Description of the task —
Copy the entries, starting at the beginning and ending at the line that contains "[565,760,657,870]", with "Search" substituted for each "Lookup" and everything else unchanged. Leave the pictures out.

Entries —
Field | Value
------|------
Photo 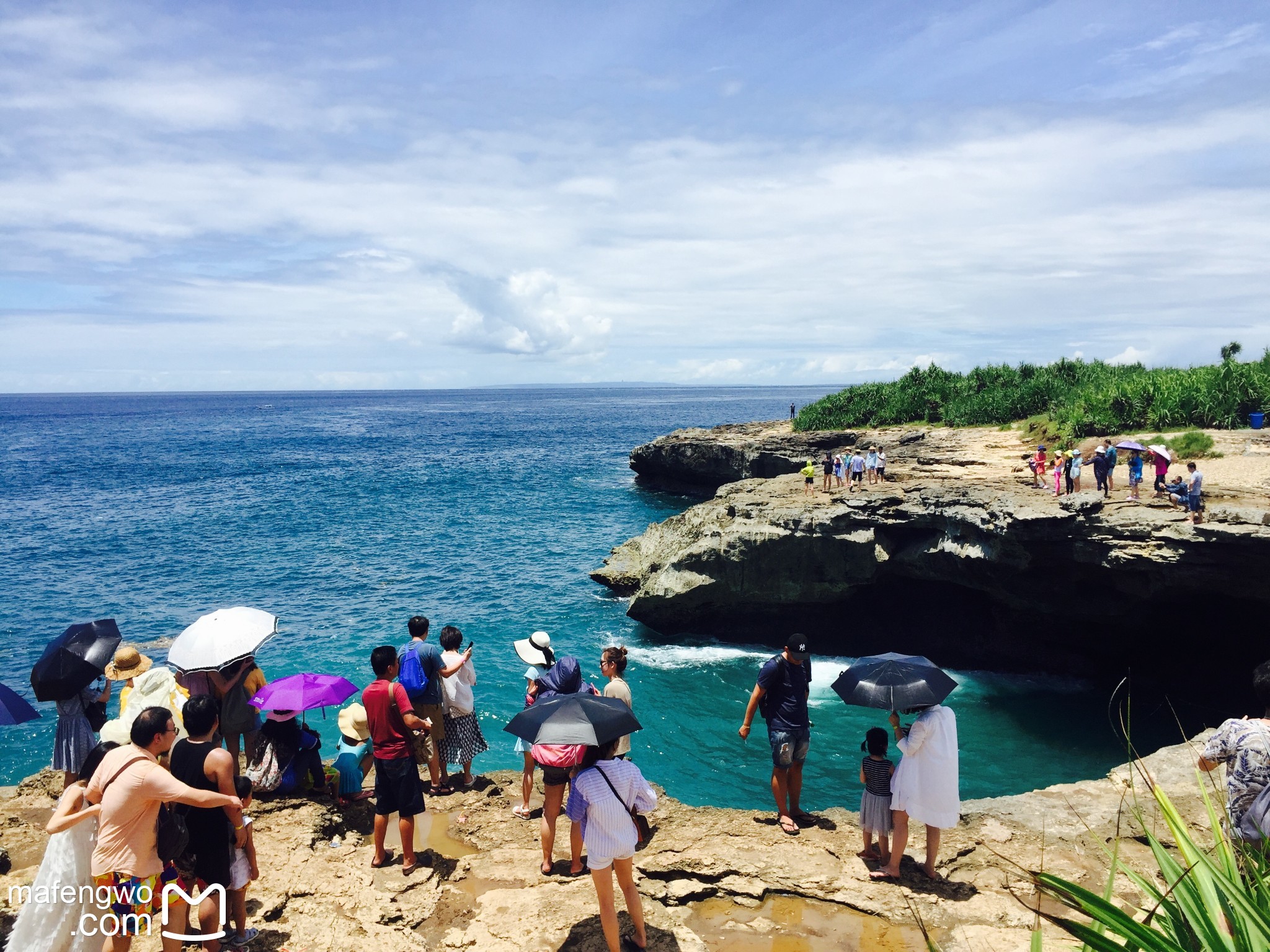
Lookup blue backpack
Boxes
[397,641,428,697]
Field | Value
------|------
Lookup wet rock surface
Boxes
[630,420,856,495]
[0,739,1220,952]
[592,449,1270,677]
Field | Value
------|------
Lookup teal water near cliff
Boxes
[0,387,1153,809]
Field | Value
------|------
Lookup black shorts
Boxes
[533,760,569,787]
[375,757,423,816]
[181,808,231,889]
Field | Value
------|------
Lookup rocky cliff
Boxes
[0,745,1220,952]
[631,421,874,493]
[592,431,1270,695]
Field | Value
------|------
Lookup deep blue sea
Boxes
[0,387,1143,809]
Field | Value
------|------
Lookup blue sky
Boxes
[0,0,1270,392]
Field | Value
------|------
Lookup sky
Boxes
[0,0,1270,392]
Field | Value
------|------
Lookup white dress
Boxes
[890,705,961,830]
[7,791,102,952]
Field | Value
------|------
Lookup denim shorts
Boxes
[767,728,812,768]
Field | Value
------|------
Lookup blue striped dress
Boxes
[565,760,657,870]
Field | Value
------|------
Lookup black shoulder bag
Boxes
[596,764,653,849]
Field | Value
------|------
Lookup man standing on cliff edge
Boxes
[738,635,815,837]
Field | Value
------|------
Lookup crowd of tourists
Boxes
[799,446,887,495]
[1024,439,1204,523]
[10,615,959,952]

Exercise response —
Field | Value
------|------
Photo 
Search blue backpack
Boxes
[397,641,428,697]
Field | Value
------|------
Search wet rock surface
Boxes
[630,420,856,495]
[0,739,1220,952]
[592,449,1270,677]
Field | Value
------|------
Search teal water near cliff
Boxes
[0,387,1153,809]
Field | Value
------|------
Search black shorts
Boxes
[533,760,569,787]
[375,757,423,816]
[181,808,231,889]
Field | Value
------|------
Search rocky cliff
Boxes
[0,745,1220,952]
[631,421,874,493]
[592,431,1270,695]
Field | Value
------|------
Search deep blue sea
Boxes
[0,387,1143,809]
Field | Value
------|------
Search blue sky
Boxes
[0,0,1270,392]
Field | Value
------|------
Search sky
Boxes
[0,0,1270,392]
Field | Value
------|------
Search white dress
Boxes
[890,705,961,830]
[7,791,102,952]
Field | Value
------|------
Search denim shorts
Boxes
[767,728,812,768]
Field | Value
------|------
Search blue striped dress
Boxes
[565,760,657,870]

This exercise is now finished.